--- Records shown ---
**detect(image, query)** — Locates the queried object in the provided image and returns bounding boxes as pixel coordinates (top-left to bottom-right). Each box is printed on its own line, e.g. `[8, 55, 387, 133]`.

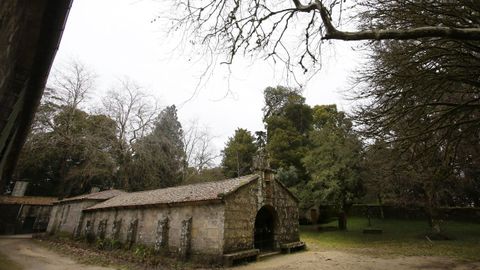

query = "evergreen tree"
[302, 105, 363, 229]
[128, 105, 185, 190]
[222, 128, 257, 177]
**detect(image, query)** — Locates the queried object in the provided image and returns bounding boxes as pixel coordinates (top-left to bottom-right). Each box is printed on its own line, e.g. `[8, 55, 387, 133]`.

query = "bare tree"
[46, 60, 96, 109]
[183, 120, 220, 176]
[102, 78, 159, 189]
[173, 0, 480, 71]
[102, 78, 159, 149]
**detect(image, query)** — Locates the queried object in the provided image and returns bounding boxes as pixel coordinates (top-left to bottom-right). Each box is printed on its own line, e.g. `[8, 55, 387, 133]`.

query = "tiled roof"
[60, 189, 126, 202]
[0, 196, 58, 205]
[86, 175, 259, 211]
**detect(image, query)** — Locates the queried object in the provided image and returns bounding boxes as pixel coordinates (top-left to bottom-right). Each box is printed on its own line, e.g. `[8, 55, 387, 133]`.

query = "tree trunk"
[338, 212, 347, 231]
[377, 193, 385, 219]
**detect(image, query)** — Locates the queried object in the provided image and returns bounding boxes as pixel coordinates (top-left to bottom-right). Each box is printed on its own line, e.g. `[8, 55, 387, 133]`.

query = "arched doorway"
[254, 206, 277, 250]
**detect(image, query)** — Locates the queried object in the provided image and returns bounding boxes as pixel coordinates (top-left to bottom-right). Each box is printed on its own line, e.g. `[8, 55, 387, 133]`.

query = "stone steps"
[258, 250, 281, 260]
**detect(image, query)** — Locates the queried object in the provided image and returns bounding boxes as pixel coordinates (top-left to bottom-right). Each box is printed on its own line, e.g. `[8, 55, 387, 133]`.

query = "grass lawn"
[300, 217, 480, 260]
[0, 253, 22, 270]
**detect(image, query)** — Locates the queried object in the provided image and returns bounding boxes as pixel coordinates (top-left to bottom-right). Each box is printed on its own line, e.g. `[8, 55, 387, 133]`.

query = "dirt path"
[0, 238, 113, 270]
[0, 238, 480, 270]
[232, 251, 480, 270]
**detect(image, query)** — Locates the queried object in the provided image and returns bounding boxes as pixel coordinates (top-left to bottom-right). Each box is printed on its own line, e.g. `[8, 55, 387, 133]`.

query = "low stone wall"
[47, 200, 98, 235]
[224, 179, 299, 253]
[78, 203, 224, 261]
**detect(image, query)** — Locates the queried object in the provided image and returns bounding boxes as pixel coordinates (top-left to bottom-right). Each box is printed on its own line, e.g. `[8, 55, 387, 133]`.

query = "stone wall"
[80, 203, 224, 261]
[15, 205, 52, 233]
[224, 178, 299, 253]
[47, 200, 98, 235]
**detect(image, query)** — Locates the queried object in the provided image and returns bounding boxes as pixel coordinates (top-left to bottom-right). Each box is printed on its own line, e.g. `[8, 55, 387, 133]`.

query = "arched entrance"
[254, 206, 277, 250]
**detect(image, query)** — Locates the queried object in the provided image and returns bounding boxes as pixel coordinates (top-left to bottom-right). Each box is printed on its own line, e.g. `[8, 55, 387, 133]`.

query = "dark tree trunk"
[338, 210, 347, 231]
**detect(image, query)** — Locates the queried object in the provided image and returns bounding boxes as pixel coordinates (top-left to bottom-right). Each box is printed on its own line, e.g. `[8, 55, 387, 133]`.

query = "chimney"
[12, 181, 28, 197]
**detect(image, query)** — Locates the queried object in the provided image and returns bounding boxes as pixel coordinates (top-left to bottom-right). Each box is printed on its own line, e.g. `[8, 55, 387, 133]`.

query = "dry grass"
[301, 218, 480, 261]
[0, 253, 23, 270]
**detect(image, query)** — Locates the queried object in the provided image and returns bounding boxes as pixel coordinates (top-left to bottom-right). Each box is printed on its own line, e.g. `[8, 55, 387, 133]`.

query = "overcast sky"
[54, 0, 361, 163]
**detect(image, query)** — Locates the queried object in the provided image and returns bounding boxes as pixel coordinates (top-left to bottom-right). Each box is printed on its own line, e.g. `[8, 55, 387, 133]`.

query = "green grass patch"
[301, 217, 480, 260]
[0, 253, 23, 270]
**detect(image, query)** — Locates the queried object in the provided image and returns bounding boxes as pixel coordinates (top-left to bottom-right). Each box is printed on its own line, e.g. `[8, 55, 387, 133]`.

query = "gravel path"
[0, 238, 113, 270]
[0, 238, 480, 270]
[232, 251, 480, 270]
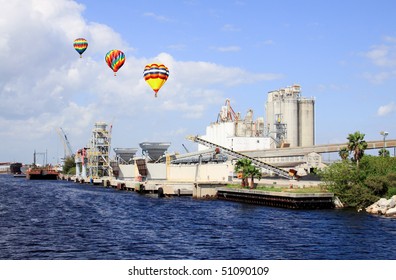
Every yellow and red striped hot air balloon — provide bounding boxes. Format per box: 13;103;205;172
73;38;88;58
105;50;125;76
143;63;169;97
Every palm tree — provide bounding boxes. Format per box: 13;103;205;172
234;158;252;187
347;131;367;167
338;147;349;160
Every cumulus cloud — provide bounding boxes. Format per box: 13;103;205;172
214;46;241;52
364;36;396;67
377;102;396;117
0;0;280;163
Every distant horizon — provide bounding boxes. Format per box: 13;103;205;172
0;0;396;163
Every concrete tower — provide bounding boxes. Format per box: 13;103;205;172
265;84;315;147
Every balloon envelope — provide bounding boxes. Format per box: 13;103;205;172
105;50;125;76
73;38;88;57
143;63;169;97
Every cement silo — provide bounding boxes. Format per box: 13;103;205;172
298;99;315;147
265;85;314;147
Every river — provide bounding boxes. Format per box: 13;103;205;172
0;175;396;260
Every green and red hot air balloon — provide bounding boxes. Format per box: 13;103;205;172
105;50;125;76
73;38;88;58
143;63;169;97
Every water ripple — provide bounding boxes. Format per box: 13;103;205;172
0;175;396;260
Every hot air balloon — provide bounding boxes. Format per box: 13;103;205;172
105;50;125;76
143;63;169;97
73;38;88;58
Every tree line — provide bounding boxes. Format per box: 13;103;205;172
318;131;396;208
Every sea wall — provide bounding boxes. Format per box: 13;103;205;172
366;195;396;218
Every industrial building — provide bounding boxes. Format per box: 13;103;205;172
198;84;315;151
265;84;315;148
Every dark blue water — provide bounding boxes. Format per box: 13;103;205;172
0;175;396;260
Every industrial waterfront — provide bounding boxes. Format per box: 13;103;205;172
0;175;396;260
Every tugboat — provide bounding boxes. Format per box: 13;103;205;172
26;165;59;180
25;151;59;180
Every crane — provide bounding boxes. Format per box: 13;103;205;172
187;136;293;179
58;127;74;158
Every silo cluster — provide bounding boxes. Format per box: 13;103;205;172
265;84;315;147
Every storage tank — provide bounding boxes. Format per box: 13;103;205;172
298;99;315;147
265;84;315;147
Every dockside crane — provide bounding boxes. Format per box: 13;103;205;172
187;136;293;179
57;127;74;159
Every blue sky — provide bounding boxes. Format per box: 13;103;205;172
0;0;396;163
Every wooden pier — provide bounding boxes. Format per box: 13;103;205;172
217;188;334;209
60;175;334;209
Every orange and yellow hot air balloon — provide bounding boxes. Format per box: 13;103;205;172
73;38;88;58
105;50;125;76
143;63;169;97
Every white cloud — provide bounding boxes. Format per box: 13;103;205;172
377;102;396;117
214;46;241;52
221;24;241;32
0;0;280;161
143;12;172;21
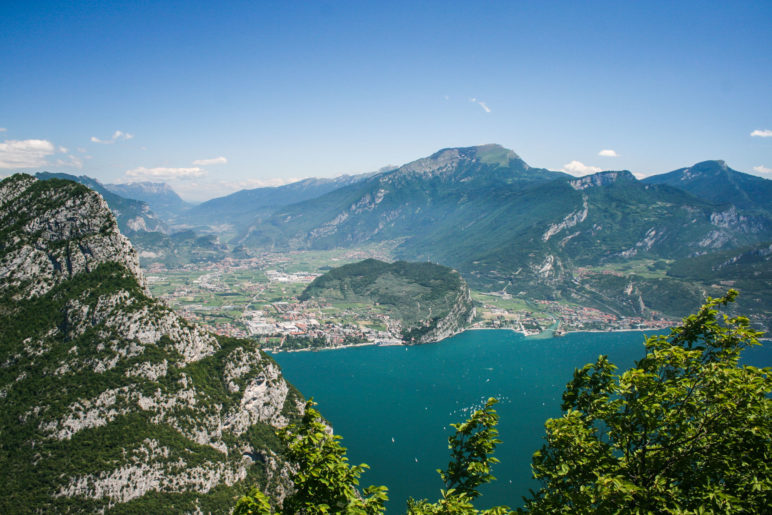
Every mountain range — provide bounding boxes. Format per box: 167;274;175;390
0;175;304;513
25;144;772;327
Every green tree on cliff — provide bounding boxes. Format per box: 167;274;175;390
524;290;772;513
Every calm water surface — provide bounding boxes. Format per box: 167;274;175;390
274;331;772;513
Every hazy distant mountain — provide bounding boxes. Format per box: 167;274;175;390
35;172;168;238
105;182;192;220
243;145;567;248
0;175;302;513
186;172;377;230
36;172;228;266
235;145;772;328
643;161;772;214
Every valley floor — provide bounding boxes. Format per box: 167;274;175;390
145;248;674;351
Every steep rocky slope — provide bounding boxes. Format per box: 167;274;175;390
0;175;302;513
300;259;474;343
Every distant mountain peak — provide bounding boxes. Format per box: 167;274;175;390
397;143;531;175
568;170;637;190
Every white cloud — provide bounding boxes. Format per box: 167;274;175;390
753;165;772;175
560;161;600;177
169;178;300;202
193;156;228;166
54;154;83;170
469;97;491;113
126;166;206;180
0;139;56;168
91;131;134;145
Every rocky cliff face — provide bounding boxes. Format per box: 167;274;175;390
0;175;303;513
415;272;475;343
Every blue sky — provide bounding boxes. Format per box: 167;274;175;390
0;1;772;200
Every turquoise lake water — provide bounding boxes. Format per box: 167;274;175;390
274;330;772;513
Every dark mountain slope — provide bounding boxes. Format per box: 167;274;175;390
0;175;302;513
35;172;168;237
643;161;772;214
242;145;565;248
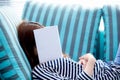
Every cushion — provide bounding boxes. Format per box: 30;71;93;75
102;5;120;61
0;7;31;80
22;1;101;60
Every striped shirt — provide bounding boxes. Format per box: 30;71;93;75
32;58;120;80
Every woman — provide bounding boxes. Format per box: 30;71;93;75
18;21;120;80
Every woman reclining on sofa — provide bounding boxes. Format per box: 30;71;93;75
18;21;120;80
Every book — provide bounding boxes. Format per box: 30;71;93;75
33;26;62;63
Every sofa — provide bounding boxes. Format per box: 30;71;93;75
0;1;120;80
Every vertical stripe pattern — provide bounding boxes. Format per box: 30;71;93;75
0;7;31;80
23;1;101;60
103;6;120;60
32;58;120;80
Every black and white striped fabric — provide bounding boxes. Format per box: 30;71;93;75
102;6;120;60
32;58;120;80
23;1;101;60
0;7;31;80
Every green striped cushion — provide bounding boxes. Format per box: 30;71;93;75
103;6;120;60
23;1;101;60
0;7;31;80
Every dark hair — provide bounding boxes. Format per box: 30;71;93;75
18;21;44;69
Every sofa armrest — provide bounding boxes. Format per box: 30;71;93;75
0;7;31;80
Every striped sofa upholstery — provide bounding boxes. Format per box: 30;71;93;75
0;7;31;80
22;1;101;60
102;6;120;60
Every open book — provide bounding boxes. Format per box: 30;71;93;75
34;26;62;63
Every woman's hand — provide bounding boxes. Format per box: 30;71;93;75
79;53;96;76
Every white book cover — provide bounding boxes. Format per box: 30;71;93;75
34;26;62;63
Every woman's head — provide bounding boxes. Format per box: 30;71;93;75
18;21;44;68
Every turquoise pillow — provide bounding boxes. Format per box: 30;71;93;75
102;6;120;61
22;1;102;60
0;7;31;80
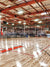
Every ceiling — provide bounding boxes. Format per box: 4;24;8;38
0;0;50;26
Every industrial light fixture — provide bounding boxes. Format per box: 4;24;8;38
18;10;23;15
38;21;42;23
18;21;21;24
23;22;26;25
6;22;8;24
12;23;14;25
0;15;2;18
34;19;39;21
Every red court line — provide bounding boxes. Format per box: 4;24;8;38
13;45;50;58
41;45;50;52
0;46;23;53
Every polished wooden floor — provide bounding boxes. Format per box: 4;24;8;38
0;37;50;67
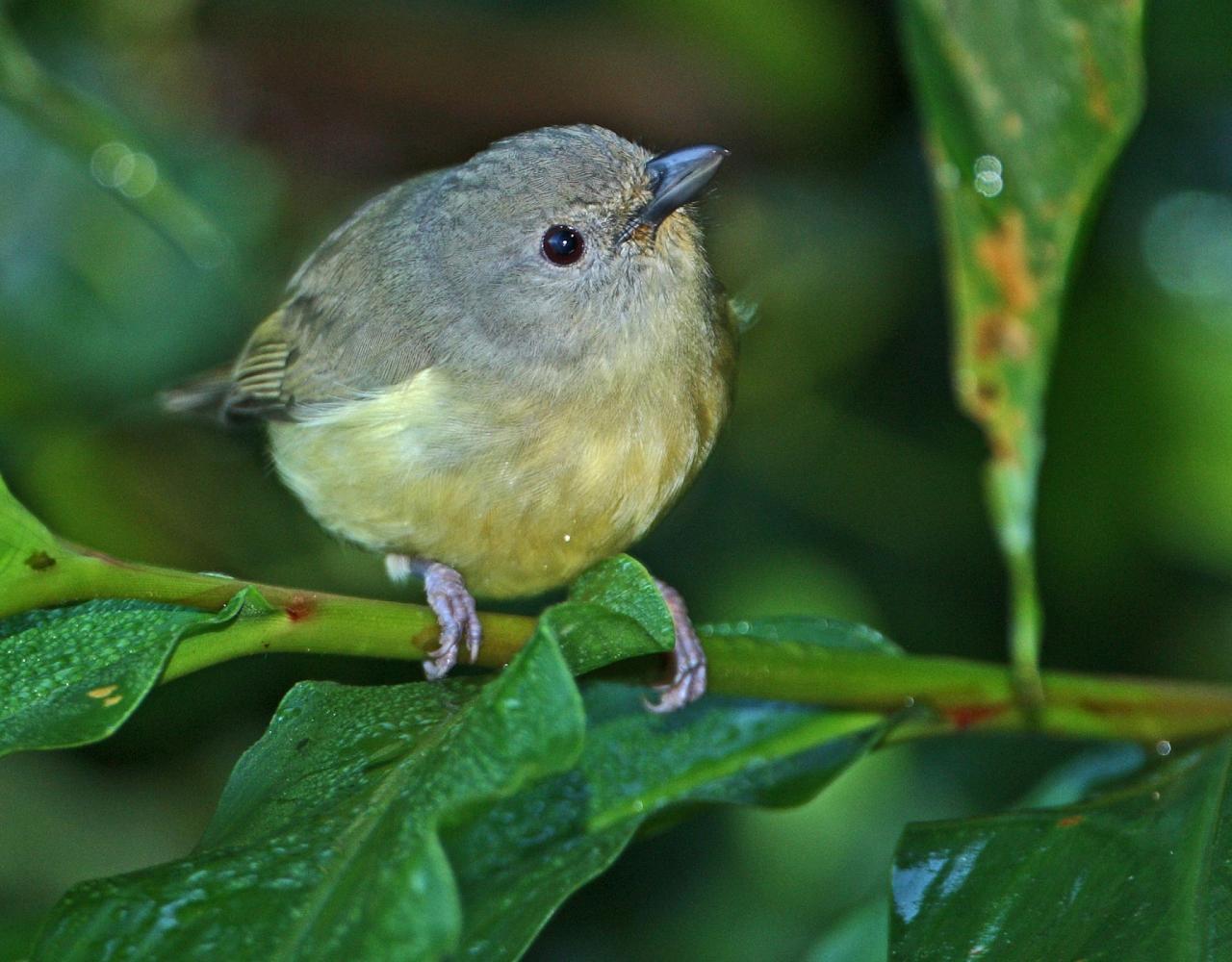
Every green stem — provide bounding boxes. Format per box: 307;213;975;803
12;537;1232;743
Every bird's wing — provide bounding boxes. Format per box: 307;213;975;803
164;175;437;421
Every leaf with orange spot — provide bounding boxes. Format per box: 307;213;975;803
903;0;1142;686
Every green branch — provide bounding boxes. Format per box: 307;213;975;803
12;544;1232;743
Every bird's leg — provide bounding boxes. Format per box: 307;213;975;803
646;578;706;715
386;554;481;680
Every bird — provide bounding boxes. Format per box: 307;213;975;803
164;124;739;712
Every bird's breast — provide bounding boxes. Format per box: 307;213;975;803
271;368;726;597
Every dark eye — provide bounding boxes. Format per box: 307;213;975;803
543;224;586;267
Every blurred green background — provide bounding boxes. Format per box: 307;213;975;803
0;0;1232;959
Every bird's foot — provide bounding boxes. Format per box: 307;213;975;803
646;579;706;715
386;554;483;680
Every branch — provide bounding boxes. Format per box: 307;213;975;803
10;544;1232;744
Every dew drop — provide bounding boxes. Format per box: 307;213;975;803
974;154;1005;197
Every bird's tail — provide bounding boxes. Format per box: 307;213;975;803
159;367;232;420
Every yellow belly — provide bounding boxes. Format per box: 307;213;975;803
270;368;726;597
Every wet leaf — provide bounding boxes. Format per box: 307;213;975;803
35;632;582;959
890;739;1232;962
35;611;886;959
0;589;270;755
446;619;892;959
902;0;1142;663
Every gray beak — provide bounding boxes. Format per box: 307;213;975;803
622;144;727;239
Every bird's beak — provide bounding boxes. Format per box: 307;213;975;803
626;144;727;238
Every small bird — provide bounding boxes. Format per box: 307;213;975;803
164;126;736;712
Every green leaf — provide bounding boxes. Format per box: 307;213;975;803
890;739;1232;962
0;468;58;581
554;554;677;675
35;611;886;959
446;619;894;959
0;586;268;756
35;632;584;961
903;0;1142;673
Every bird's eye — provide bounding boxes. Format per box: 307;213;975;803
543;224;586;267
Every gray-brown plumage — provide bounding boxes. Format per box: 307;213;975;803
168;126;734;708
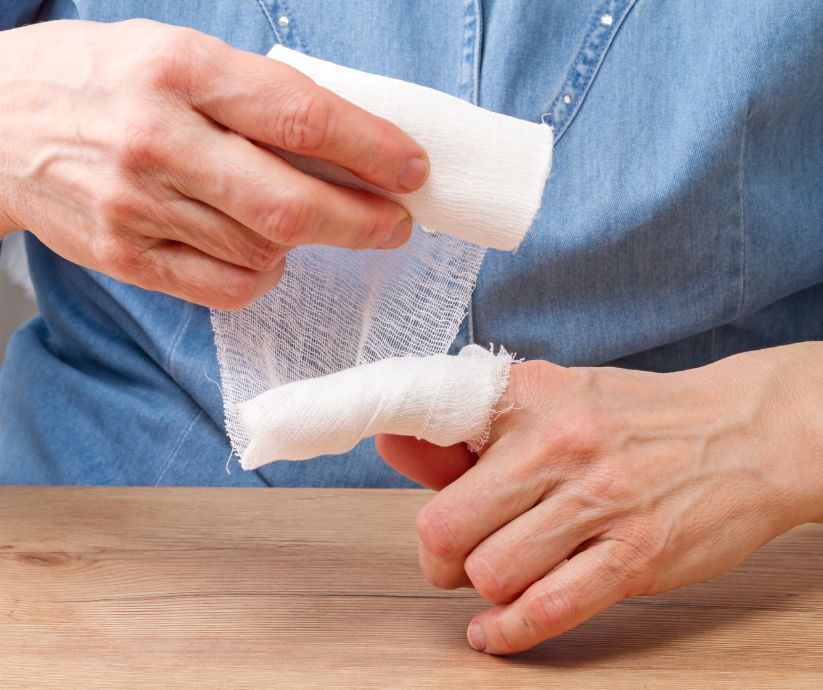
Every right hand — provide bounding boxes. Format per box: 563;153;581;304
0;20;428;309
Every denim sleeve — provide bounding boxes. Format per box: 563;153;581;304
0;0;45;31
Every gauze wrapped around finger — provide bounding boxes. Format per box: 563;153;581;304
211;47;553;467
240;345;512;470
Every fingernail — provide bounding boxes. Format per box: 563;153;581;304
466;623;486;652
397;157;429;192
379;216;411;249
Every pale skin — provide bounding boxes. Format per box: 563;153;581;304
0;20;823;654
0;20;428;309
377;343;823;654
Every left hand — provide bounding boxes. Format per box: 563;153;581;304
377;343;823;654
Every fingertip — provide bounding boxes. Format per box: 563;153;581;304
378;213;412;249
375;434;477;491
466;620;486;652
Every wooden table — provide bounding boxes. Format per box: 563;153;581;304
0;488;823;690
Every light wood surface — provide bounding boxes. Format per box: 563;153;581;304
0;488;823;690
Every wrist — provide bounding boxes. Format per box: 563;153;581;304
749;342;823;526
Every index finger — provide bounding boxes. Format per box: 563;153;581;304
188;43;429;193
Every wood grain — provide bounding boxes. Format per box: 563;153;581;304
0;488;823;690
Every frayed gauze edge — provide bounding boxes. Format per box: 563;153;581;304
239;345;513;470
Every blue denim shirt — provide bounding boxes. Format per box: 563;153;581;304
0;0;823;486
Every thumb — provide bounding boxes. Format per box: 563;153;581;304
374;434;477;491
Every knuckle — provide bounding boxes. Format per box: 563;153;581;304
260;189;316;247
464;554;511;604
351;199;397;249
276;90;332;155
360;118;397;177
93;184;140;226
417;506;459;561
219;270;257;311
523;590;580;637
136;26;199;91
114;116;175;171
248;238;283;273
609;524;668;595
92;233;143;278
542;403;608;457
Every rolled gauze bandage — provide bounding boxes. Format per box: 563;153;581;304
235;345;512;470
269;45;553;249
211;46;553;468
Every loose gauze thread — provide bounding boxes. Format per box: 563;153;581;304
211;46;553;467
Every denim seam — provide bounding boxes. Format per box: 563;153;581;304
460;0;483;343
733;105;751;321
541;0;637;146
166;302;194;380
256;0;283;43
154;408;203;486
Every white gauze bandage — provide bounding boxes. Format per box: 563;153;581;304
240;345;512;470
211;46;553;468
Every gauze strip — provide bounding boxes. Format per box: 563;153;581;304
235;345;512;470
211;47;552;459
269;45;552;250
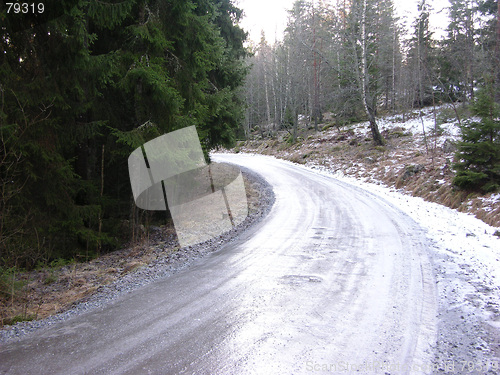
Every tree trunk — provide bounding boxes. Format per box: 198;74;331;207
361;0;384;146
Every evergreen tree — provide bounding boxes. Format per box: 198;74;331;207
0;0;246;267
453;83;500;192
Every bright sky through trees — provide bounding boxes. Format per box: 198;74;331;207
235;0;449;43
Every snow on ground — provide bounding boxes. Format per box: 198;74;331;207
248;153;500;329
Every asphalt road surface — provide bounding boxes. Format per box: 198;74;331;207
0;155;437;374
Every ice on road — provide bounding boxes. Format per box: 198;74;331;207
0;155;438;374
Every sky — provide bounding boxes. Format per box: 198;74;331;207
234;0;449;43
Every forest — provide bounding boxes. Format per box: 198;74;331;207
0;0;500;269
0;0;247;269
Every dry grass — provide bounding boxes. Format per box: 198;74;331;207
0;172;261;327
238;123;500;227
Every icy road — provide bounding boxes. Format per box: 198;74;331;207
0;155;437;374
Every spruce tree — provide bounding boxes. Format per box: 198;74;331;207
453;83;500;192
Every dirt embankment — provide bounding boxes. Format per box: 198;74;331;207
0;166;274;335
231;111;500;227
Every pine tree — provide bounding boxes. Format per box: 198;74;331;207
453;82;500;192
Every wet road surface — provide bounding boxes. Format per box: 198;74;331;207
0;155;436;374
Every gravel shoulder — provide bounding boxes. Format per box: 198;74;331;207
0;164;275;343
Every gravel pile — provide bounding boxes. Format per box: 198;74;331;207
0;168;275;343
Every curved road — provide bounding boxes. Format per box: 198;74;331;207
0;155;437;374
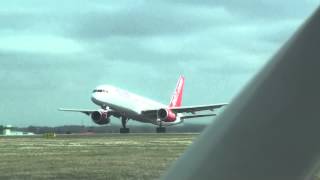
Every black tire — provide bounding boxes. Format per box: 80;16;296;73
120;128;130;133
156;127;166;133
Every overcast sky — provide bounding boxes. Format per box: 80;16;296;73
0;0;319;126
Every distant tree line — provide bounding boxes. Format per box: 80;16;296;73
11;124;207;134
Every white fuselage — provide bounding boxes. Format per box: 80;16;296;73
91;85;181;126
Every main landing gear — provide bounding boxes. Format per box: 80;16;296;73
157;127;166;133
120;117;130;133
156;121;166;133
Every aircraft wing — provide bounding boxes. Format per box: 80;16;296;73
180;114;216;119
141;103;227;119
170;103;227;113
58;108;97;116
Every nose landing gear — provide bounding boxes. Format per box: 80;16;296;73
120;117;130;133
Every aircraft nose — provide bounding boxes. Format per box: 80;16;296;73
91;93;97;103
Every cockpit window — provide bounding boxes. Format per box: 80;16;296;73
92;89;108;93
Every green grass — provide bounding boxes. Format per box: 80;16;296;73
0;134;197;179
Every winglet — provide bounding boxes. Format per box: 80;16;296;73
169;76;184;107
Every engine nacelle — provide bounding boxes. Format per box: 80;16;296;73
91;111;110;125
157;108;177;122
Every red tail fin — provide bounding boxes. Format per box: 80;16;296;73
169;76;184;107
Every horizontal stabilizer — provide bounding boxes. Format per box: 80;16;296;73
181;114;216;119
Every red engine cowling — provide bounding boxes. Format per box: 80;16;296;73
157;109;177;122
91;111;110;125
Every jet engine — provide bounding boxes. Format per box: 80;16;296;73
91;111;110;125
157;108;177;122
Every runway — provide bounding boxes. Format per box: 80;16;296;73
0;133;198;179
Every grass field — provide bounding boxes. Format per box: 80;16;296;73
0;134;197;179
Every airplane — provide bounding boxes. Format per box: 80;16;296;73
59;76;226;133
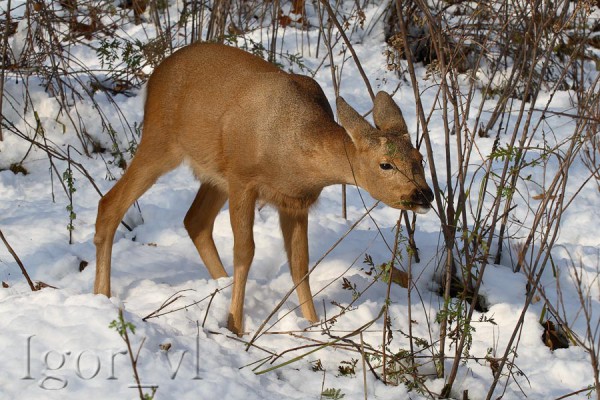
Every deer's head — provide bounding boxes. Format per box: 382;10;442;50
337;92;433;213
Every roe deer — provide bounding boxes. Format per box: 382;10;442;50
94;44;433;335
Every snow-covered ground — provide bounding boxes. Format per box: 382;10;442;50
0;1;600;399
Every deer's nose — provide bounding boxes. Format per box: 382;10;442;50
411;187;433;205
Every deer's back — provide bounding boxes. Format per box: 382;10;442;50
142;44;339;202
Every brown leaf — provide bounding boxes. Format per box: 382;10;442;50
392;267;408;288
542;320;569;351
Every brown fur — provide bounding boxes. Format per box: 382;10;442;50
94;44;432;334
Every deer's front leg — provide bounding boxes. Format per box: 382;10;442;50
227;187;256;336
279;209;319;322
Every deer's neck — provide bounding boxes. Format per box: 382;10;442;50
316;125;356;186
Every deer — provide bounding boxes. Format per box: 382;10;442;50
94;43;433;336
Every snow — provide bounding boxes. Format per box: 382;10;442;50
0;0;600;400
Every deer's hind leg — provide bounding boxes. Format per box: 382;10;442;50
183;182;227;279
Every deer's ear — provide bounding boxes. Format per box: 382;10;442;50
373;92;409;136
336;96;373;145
---
◆ **Exercise objective**
Rewrite the lines from the one containing "Every roe deer" through the one containing "542;320;569;351", inclusive, putting "fallen leaf" in place of "brown leaf" and leaving everything else unchanged.

◆ **Written response**
Every roe deer — provide bounding boxes. Format per box: 382;10;442;50
94;44;433;335
Every snow-covered ground — provide bounding boxes. Format per box: 382;10;442;50
0;1;600;399
Every deer's nose — provide bounding boxes. Format per box: 382;10;442;50
411;187;433;205
Every deer's back — provide bounding boxes. Format per box: 382;10;442;50
142;44;339;202
Every fallen leaf — provide bounding boxes. Format per box: 382;10;442;50
392;267;408;288
542;320;569;351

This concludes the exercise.